● **Exercise requirements**:
[1] From the passage on transport for set-valued functors, extract the words exactly, starting with "11.10.5 Explicit Transport" and going on through "a discrete category.".
[2] Extend the passage on transport for set-valued functors, beginning right after its final sentence.

● **Text provided**:
>> Begin

Subsection 11.10.5 (02AN): Explicit Transport for Set-Valued Functors

11.10.5 Explicit Transport for Set-Valued Functors

Construction 11.10.5.1 (Contravariant Transport). Let $U: \operatorname{\mathcal{D}}\rightarrow \operatorname{\mathcal{C}}$ be a fibration in sets. Using Example 4.2.3.4 and Remark 4.2.3.6, we see that for each object $X \in \operatorname{\mathcal{C}}$, the fiber $\operatorname{\mathcal{D}}_{X} = \{ X\} \times _{\operatorname{\mathcal{C}}} \operatorname{\mathcal{D}}$ is a discrete category.

Let $f: X \rightarrow Y$ be a morphism in the category $\operatorname{\mathcal{C}}$. For each object $\widetilde{Y} \in \operatorname{\mathcal{D}}_{Y}$, our assumption that $U$ is a fibration in sets guarantees that there exists a unique pair $(\widetilde{X}, \widetilde{f} )$, where $\widetilde{X}$ is an object of the fiber $\operatorname{\mathcal{D}}_{X}$ and $\widetilde{f}: \widetilde{X} \rightarrow \widetilde{Y}$ satisfies $U( \widetilde{f} ) = f$. Note that the object $\widetilde{X}$ depends only on $f$ and $\widetilde{Y}$. To emphasize this dependence, we will denote $\widetilde{X}$ by $f^{\ast }( \widetilde{Y} )$. The construction $\widetilde{Y} \mapsto f^{\ast }( \widetilde{Y} )$ then determines a function $f^{\ast }: \operatorname{Ob}( \operatorname{\mathcal{D}}_{Y} ) \rightarrow \operatorname{Ob}( \operatorname{\mathcal{D}}_{X} )$.

>> End

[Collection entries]

>> Begin

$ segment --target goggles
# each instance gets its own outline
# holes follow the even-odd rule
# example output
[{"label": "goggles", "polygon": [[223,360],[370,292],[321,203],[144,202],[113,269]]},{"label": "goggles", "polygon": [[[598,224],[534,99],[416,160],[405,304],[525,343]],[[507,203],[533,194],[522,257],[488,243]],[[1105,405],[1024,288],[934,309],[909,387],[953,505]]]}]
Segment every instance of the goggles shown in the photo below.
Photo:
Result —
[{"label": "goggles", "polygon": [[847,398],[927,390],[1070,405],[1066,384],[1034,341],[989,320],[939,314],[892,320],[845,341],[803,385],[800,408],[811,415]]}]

>> End

● **The responses**:
[1]
11.10.5 Explicit Transport for Set-Valued Functors

Construction 11.10.5.1 (Contravariant Transport). Let $U: \operatorname{\mathcal{D}}\rightarrow \operatorname{\mathcal{C}}$ be a fibration in sets. Using Example 4.2.3.4 and Remark 4.2.3.6, we see that for each object $X \in \operatorname{\mathcal{C}}$, the fiber $\operatorname{\mathcal{D}}_{X} = \{ X\} \times _{\operatorname{\mathcal{C}}} \operatorname{\mathcal{D}}$ is a discrete category.

[2]
Variant 11.10.5.2. Let $U: \operatorname{\mathcal{D}}\rightarrow \operatorname{\mathcal{C}}$ be an opfibration in sets and let $f: X \rightarrow Y$ be a morphism in the category $\operatorname{\mathcal{C}}$. For each object $\widetilde{X} \in \operatorname{\mathcal{D}}_{X}$, there exists a unique pair $(\widetilde{Y}, \widetilde{f} )$, where $\widetilde{Y}$ is an object of the fiber $\operatorname{\mathcal{D}}_{Y}$ and $\widetilde{f}: \widetilde{X} \rightarrow \widetilde{Y}$ satisfies $U( \widetilde{f} ) = f$. Note that the object $\widetilde{Y}$ depends only on $f$ and $\widetilde{X}$. To emphasize this dependence, we will denote the object $\widetilde{Y}$ by $f_{!}( \widetilde{X})$. The construction $\widetilde{X} \mapsto f_!( \widetilde{X} )$ then determines a function $f_!: \operatorname{Ob}( \operatorname{\mathcal{D}}_{X} ) \rightarrow \operatorname{Ob}( \operatorname{\mathcal{D}}_{Y} )$.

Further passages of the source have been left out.